-- BEGIN --

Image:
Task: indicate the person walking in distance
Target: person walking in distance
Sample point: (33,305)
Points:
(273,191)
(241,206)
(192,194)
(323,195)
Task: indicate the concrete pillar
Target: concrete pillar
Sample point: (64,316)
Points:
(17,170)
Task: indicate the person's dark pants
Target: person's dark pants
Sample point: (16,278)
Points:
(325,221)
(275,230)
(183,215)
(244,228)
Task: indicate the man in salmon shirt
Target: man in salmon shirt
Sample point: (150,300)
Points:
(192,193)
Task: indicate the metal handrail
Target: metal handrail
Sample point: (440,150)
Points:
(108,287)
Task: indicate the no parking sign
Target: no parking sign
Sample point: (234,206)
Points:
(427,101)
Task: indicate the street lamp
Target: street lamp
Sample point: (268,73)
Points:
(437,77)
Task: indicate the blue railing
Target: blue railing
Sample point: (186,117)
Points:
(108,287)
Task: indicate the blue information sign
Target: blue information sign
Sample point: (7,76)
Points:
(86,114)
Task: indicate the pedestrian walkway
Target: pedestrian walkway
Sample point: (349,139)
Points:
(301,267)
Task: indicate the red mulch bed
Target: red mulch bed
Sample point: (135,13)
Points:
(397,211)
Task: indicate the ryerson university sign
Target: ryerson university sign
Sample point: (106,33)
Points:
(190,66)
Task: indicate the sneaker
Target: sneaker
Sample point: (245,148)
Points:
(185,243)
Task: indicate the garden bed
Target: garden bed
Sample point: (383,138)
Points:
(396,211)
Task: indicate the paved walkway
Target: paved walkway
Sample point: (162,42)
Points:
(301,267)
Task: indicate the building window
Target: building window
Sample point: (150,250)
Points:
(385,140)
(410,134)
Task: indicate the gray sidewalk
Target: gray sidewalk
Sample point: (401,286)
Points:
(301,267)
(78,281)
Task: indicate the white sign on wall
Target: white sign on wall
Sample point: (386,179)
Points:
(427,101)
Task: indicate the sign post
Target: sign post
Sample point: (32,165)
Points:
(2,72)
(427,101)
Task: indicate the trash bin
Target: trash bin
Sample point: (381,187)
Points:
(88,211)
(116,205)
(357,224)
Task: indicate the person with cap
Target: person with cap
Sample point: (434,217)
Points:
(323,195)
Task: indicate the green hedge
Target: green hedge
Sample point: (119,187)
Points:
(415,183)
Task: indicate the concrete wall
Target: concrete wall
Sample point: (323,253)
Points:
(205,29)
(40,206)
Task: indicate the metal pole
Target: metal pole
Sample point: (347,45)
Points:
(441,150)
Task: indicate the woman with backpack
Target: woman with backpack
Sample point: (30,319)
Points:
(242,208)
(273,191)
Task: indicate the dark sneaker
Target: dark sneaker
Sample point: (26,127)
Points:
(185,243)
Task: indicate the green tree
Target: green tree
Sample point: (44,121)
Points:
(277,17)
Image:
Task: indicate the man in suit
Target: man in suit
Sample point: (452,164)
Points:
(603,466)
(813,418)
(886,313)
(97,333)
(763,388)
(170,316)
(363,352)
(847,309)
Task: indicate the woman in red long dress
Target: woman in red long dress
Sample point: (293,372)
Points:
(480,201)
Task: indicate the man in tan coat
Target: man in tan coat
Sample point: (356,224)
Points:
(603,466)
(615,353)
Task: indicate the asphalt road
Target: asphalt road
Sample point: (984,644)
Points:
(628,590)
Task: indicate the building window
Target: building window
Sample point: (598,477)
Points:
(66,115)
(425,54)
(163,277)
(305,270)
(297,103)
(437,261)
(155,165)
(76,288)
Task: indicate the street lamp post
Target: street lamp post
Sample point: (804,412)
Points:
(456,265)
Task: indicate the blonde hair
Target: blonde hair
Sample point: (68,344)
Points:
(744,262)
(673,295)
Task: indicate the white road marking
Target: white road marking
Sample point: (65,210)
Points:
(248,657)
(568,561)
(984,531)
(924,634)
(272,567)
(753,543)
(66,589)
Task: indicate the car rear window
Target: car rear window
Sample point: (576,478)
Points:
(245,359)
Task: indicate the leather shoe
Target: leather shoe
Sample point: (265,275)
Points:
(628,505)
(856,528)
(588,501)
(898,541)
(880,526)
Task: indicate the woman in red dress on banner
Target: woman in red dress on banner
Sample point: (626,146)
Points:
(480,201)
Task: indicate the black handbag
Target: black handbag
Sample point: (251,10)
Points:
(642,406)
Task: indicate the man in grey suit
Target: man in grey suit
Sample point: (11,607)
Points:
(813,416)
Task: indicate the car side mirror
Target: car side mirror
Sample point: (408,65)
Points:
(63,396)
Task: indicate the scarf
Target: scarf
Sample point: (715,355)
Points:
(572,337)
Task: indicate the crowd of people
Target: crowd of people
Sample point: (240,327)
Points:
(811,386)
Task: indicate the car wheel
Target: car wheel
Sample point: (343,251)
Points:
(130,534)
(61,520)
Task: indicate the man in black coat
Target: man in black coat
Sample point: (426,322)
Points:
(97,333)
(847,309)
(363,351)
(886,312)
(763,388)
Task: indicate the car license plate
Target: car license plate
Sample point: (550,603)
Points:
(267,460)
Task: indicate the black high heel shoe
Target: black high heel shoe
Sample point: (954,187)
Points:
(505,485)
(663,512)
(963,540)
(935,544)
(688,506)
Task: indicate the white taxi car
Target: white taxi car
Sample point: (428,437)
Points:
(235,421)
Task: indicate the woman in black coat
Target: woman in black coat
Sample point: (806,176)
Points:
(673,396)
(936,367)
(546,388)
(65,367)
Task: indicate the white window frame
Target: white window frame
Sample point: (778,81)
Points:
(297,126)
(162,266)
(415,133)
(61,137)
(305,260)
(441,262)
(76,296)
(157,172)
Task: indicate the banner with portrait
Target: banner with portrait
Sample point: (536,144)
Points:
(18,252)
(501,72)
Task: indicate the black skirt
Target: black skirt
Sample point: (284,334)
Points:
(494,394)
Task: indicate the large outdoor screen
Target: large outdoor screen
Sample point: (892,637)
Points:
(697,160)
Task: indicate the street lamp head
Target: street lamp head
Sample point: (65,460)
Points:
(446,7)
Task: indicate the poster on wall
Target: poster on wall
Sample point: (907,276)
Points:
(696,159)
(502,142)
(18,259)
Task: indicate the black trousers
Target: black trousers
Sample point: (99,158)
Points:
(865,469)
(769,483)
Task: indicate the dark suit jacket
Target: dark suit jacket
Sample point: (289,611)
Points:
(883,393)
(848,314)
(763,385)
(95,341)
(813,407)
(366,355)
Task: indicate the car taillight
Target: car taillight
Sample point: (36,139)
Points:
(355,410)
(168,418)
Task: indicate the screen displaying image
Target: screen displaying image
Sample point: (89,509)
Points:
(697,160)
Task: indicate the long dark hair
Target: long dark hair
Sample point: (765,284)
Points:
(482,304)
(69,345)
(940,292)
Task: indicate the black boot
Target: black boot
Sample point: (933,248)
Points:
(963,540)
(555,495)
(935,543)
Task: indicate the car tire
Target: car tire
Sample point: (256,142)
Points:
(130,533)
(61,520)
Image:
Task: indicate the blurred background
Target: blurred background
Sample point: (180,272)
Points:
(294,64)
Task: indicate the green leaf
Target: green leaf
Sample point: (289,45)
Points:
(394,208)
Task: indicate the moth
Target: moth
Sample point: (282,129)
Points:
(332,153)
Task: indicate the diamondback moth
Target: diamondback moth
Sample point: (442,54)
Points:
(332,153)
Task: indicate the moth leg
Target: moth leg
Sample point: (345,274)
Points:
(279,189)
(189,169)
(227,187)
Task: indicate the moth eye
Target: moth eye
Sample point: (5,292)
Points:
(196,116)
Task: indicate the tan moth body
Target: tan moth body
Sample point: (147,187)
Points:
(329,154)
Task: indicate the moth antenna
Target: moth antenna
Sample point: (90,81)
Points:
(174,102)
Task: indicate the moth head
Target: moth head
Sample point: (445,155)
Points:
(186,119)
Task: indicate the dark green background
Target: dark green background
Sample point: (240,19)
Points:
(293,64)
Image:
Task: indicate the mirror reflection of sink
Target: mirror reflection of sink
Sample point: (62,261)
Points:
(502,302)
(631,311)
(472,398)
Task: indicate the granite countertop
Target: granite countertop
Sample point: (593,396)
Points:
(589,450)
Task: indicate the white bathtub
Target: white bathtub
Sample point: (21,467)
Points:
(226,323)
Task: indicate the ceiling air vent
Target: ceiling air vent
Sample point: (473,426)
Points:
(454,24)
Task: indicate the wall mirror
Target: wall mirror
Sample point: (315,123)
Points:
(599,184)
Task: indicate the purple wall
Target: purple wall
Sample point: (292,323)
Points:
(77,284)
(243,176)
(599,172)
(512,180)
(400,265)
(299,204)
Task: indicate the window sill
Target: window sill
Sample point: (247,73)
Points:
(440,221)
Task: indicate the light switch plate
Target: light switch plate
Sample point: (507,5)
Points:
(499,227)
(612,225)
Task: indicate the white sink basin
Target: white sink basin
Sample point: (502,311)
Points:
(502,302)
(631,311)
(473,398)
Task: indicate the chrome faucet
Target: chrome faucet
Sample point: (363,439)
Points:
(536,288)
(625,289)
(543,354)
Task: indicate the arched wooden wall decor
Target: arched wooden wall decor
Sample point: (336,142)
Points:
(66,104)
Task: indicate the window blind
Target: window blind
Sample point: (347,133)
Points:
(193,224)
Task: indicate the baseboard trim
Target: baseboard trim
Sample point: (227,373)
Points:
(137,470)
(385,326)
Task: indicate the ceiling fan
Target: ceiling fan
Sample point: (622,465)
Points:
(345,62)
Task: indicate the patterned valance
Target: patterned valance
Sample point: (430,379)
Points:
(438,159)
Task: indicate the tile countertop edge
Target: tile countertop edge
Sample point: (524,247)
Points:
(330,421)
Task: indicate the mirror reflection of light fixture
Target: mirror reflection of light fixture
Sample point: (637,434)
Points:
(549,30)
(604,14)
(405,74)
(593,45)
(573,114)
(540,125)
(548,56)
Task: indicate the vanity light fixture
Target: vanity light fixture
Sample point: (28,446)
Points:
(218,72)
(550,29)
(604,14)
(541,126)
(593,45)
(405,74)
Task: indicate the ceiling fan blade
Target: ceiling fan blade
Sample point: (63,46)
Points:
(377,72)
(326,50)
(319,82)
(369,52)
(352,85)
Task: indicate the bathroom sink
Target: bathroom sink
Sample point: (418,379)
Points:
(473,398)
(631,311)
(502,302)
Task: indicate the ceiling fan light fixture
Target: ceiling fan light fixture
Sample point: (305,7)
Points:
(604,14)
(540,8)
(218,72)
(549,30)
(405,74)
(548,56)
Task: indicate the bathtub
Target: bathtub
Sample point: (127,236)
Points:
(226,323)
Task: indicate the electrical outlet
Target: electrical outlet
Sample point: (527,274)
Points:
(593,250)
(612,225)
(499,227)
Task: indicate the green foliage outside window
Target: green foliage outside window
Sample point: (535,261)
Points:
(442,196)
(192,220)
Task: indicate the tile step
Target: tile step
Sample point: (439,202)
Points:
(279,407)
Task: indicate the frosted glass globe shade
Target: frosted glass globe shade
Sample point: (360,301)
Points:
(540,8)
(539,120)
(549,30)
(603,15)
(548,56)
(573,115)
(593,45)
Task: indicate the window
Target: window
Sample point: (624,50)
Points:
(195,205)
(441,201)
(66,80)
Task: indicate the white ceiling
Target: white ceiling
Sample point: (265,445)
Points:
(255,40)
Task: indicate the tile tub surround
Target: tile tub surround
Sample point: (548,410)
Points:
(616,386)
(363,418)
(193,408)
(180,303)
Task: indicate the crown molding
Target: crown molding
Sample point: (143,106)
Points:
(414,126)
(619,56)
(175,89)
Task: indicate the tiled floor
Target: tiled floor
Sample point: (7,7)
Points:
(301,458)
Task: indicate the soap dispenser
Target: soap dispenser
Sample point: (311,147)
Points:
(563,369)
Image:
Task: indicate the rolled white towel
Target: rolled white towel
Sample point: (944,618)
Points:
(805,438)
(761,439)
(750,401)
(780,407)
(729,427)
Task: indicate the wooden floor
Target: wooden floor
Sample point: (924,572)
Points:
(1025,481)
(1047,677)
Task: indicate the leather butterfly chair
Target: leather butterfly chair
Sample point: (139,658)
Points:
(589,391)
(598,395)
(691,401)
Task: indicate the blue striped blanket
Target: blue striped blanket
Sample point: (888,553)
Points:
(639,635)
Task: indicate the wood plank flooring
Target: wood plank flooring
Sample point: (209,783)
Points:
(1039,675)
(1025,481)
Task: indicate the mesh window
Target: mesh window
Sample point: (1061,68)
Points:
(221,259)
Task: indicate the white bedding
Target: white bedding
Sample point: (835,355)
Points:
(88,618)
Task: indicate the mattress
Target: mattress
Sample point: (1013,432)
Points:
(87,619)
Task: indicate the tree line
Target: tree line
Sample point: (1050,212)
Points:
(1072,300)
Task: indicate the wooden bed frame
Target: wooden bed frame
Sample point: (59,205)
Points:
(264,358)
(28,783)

-- END --

• PROBLEM TO SOLVE:
Reproduce, word for word, the part of the rows that opens with the line containing "Task: indicate the wooden bed frame" and runs to the end of the rows, including both the first and last lines.

• EXERCISE SOLUTION:
Task: indicate the wooden bed frame
Target: wooden bed frame
Sample point: (59,205)
Points:
(264,358)
(28,783)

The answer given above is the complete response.